With the pictures left out, write every entry down exactly.

(Stored data)

┄┄┄┄┄┄

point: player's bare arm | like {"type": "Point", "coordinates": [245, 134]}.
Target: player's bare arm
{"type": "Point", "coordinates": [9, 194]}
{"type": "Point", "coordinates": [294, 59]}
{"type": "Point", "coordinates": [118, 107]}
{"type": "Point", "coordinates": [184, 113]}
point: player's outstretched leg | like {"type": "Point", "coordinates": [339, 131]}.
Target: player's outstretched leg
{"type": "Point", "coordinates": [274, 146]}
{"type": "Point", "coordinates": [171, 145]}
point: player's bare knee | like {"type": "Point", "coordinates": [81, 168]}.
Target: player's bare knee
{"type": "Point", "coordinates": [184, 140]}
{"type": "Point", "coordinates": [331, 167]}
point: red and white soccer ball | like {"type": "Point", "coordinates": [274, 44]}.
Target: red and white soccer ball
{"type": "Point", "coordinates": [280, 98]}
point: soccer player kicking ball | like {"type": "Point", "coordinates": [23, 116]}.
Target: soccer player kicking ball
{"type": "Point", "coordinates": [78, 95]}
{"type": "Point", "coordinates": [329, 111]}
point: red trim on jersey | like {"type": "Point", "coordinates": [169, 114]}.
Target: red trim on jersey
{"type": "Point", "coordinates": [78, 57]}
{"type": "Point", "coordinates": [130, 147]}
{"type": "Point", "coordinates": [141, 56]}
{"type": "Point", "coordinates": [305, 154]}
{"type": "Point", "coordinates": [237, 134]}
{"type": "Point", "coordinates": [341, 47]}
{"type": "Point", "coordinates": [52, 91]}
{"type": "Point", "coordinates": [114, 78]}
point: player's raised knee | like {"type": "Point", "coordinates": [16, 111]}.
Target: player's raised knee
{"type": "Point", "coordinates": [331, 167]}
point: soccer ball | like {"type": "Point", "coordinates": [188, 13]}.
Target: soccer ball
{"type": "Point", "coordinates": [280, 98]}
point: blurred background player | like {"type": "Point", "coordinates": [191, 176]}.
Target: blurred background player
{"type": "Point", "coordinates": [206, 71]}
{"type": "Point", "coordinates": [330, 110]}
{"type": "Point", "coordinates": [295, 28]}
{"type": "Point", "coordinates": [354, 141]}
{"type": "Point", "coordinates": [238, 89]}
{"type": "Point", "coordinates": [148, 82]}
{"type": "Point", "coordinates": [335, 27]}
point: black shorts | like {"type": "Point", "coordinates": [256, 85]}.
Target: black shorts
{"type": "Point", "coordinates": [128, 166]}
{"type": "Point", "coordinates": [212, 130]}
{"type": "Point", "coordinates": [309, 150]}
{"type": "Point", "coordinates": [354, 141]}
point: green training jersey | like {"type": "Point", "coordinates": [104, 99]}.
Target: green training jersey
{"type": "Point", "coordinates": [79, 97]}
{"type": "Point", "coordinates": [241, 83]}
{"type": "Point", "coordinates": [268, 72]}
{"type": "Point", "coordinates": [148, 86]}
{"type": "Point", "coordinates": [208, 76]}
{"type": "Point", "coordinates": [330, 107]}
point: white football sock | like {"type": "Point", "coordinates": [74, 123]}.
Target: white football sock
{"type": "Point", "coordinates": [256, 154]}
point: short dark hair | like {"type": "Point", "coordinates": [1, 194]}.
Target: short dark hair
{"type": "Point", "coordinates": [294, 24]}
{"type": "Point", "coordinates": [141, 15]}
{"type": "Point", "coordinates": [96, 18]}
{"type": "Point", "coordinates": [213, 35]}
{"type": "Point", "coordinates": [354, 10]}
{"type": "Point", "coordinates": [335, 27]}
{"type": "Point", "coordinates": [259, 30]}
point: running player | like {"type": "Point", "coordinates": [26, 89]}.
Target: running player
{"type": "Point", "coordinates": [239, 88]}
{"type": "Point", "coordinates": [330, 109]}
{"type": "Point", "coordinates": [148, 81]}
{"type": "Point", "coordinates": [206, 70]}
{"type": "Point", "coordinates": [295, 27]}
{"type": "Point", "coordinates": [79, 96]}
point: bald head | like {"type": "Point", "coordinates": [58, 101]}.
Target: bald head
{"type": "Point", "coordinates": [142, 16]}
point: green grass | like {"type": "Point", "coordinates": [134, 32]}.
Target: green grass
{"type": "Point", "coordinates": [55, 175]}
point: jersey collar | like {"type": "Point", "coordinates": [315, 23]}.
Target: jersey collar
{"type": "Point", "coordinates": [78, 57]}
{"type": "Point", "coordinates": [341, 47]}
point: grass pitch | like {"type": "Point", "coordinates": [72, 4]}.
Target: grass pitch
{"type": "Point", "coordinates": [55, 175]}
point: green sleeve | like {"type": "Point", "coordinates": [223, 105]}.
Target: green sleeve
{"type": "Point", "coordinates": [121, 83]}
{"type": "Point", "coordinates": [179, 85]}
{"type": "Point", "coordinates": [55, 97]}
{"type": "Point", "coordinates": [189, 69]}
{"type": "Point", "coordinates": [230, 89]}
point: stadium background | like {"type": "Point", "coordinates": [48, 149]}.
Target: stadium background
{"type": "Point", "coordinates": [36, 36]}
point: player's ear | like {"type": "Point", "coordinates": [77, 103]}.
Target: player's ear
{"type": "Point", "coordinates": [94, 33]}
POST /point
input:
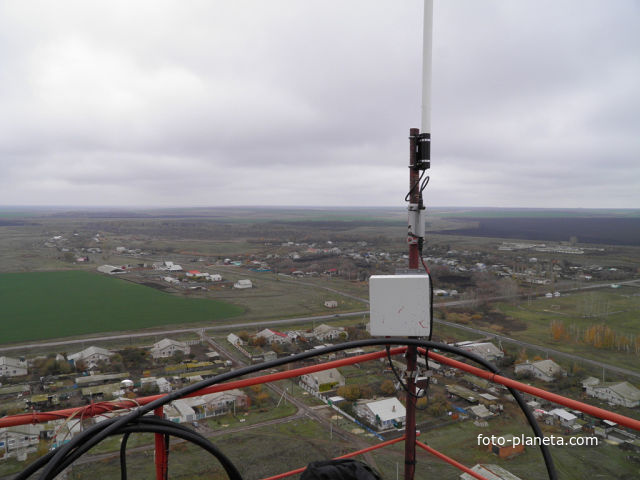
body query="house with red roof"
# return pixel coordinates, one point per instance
(272, 336)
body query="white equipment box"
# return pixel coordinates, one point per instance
(400, 305)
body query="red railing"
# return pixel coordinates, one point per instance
(101, 408)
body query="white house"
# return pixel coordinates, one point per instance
(168, 347)
(486, 350)
(546, 370)
(235, 340)
(12, 367)
(326, 332)
(180, 411)
(91, 356)
(164, 386)
(564, 418)
(319, 382)
(110, 269)
(271, 336)
(383, 414)
(245, 283)
(18, 440)
(618, 393)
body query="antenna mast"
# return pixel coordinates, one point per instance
(419, 162)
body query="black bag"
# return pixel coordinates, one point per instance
(346, 469)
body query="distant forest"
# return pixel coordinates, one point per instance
(608, 231)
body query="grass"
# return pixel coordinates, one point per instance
(275, 297)
(538, 315)
(47, 305)
(258, 453)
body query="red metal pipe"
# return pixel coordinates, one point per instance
(552, 397)
(348, 455)
(410, 419)
(375, 447)
(450, 460)
(161, 453)
(103, 407)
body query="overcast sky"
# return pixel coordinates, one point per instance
(206, 103)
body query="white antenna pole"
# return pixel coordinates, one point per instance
(427, 48)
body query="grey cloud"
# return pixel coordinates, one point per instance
(160, 102)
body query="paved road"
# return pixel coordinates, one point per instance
(262, 323)
(308, 411)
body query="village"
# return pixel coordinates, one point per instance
(365, 396)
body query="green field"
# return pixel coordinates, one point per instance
(43, 305)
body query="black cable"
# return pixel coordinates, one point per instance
(166, 455)
(91, 437)
(423, 185)
(149, 425)
(123, 456)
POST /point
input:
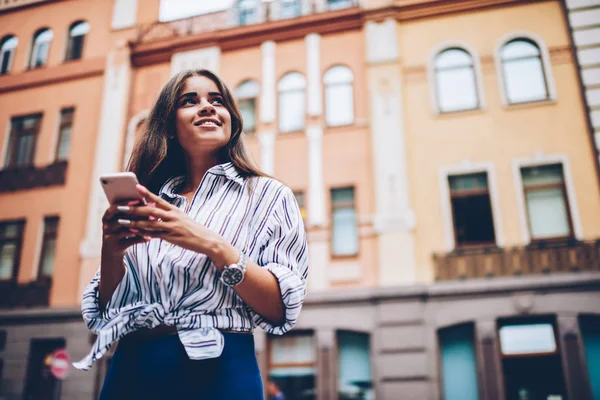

┄┄┄┄┄┄

» **Completed exercise**
point: player's bare arm | like {"type": "Point", "coordinates": [245, 134]}.
Target: player's bare arm
{"type": "Point", "coordinates": [9, 194]}
{"type": "Point", "coordinates": [294, 59]}
{"type": "Point", "coordinates": [118, 107]}
{"type": "Point", "coordinates": [184, 113]}
point: player's outstretched leg | like {"type": "Point", "coordinates": [339, 131]}.
Target: player's outstretched leg
{"type": "Point", "coordinates": [274, 146]}
{"type": "Point", "coordinates": [171, 145]}
point: player's bare knee | like {"type": "Point", "coordinates": [81, 168]}.
Target: player's bare knee
{"type": "Point", "coordinates": [184, 140]}
{"type": "Point", "coordinates": [331, 167]}
point: red and white soccer ball | like {"type": "Point", "coordinates": [274, 44]}.
Target: red and white soccer ball
{"type": "Point", "coordinates": [280, 98]}
point: soccer player kicking ball | like {"type": "Point", "coordinates": [23, 116]}.
Target: soccer player kicking ball
{"type": "Point", "coordinates": [78, 95]}
{"type": "Point", "coordinates": [329, 111]}
point: red trim on jersey | like {"type": "Point", "coordinates": [169, 114]}.
Target: red trim on jersey
{"type": "Point", "coordinates": [78, 57]}
{"type": "Point", "coordinates": [130, 147]}
{"type": "Point", "coordinates": [141, 56]}
{"type": "Point", "coordinates": [305, 154]}
{"type": "Point", "coordinates": [237, 134]}
{"type": "Point", "coordinates": [341, 47]}
{"type": "Point", "coordinates": [52, 91]}
{"type": "Point", "coordinates": [114, 78]}
point: player's raised knee | like {"type": "Point", "coordinates": [16, 111]}.
Target: player's raised knee
{"type": "Point", "coordinates": [331, 167]}
point: soccer ball | like {"type": "Point", "coordinates": [188, 13]}.
Target: soccer ball
{"type": "Point", "coordinates": [280, 98]}
point: blurred background player | like {"type": "Point", "coordinates": [191, 176]}.
Target: blurred background player
{"type": "Point", "coordinates": [206, 71]}
{"type": "Point", "coordinates": [330, 110]}
{"type": "Point", "coordinates": [295, 28]}
{"type": "Point", "coordinates": [354, 141]}
{"type": "Point", "coordinates": [238, 89]}
{"type": "Point", "coordinates": [148, 82]}
{"type": "Point", "coordinates": [335, 27]}
point: black shorts | like {"type": "Point", "coordinates": [256, 85]}.
Target: black shorts
{"type": "Point", "coordinates": [128, 166]}
{"type": "Point", "coordinates": [212, 130]}
{"type": "Point", "coordinates": [309, 150]}
{"type": "Point", "coordinates": [354, 141]}
point: green training jersey | like {"type": "Point", "coordinates": [104, 99]}.
Target: green training jersey
{"type": "Point", "coordinates": [79, 97]}
{"type": "Point", "coordinates": [241, 83]}
{"type": "Point", "coordinates": [268, 72]}
{"type": "Point", "coordinates": [148, 86]}
{"type": "Point", "coordinates": [208, 76]}
{"type": "Point", "coordinates": [330, 107]}
point: white football sock | like {"type": "Point", "coordinates": [74, 123]}.
Target: white football sock
{"type": "Point", "coordinates": [256, 154]}
point: short dark hair | like {"type": "Point", "coordinates": [1, 194]}.
Target: short dark hair
{"type": "Point", "coordinates": [294, 24]}
{"type": "Point", "coordinates": [141, 15]}
{"type": "Point", "coordinates": [96, 18]}
{"type": "Point", "coordinates": [213, 35]}
{"type": "Point", "coordinates": [354, 10]}
{"type": "Point", "coordinates": [335, 27]}
{"type": "Point", "coordinates": [259, 30]}
point: running player | like {"type": "Point", "coordinates": [26, 89]}.
Target: running player
{"type": "Point", "coordinates": [239, 88]}
{"type": "Point", "coordinates": [330, 109]}
{"type": "Point", "coordinates": [148, 81]}
{"type": "Point", "coordinates": [206, 70]}
{"type": "Point", "coordinates": [295, 27]}
{"type": "Point", "coordinates": [79, 96]}
point: bald head | like {"type": "Point", "coordinates": [58, 101]}.
Target: bald head
{"type": "Point", "coordinates": [142, 16]}
point: green grass | like {"type": "Point", "coordinates": [134, 32]}.
Target: green grass
{"type": "Point", "coordinates": [55, 175]}
point: jersey collar | like {"type": "Point", "coordinates": [315, 23]}.
Target: jersey collar
{"type": "Point", "coordinates": [78, 57]}
{"type": "Point", "coordinates": [341, 47]}
point: grass pitch | like {"type": "Point", "coordinates": [72, 4]}.
Target: grass pitch
{"type": "Point", "coordinates": [55, 175]}
point: green sleeve | like {"type": "Point", "coordinates": [223, 105]}.
Target: green sleeve
{"type": "Point", "coordinates": [121, 83]}
{"type": "Point", "coordinates": [179, 85]}
{"type": "Point", "coordinates": [55, 97]}
{"type": "Point", "coordinates": [189, 69]}
{"type": "Point", "coordinates": [230, 89]}
point: stadium background | like {"type": "Point", "coordinates": [48, 149]}.
Target: stadium background
{"type": "Point", "coordinates": [36, 36]}
point: player's ear | like {"type": "Point", "coordinates": [77, 103]}.
Target: player's ear
{"type": "Point", "coordinates": [94, 33]}
POST /point
input:
body query="house with red roof"
# return pixel coordinates, one point per instance
(272, 336)
body query="white equipment box"
# return pixel coordinates, one point per instance
(400, 305)
body query="red railing"
# return pixel coordinates, one point per instance
(101, 408)
body query="white house"
# return pixel coordinates, one point per instance
(168, 347)
(486, 350)
(546, 370)
(235, 340)
(12, 367)
(326, 332)
(180, 411)
(91, 356)
(164, 386)
(564, 418)
(319, 382)
(110, 269)
(271, 336)
(383, 414)
(245, 283)
(18, 440)
(618, 393)
body query="antenna mast"
# return pixel coordinates, one point per instance
(419, 162)
body query="black bag"
# return pixel coordinates, one point per instance
(346, 469)
body query="distant forest"
# return pixel coordinates, one point per instance
(608, 231)
body query="grass"
# return pixel coordinates, one point per instance
(275, 297)
(538, 315)
(47, 305)
(258, 453)
body query="red metal pipe"
# return pixel coordinates, one point per instance
(552, 397)
(348, 455)
(410, 419)
(375, 447)
(450, 460)
(161, 453)
(103, 407)
body query="overcast sky"
# return pixel coordinates, one point per instance
(206, 103)
body query="white antenna pole"
# return pixel coordinates, one point per instance
(427, 48)
body query="grey cloud"
# return pixel coordinates, one point per instance
(160, 102)
body query="paved road"
# return pixel coordinates, one point per instance
(262, 323)
(308, 411)
body query="village"
# return pixel coordinates, one point per instance
(365, 396)
body query="green field"
# return pixel coordinates, one point per instance
(43, 305)
body query="black cable"
# return pixel coordinates, one point per instance
(166, 455)
(91, 437)
(423, 185)
(149, 425)
(123, 456)
POST /point
input:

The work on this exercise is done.